2. How does the hafnium content (≤4%) affect the material’s performance?

Hafnium is naturally present in zirconium ores and can influence the material’s properties if concentrations exceed 4%. Controlled hafnium levels ensure consistent thermal expansion, mechanical strength, and ionic conductivity, avoiding unintended variations in performance for precision applications.

3. Can this yttria-stabilized zirconia be used for 3D printing ceramic components?

Yes, this powder is compatible with advanced ceramic manufacturing techniques, including 3D printing (additive manufacturing), provided the particle size and distribution are optimized for the specific printing process. Its high purity and stability make it suitable for producing complex, high-performance ceramic parts.

4. What is the recommended storage condition to maintain the powder’s properties?

··········

> _Exercises to complete_
1 > Answer from the zirconia powder text:
(a) Above what hafnium concentration can the material's properties be influenced?
(b) Which three properties do controlled hafnium levels keep consistent?
(c) On what condition is the powder compatible with 3D printing?
2 > Write the next part of the zirconia powder text, picking up after its last sentence.
The lines that come next are separate material, unrelated to the zirconia text.

> _Data_
··········

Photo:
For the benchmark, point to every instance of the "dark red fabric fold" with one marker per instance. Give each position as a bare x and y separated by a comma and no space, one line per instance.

··········

> _Answers for the tasks_
1 >
(a) Above 4%.
(b) Thermal expansion, mechanical strength, and ionic conductivity.
(c) The particle size and distribution must be optimized for the specific printing process.

2 >
Store the powder in a cool, dry environment, sealed in its original packaging or an airtight container to prevent moisture absorption and contamination. Exposure to humidity can lead to agglomeration, affecting the powder’s flowability and sintering behavior.

5. Are there any safety precautions required while handling this material?

While generally inert, the fine powder can pose a respiratory hazard if inhaled. Use in a well-ventilated area or fume hood, wear a dust mask, and avoid skin contact. Follow standard lab safety protocols for handling ceramic powders to minimize exposure risks.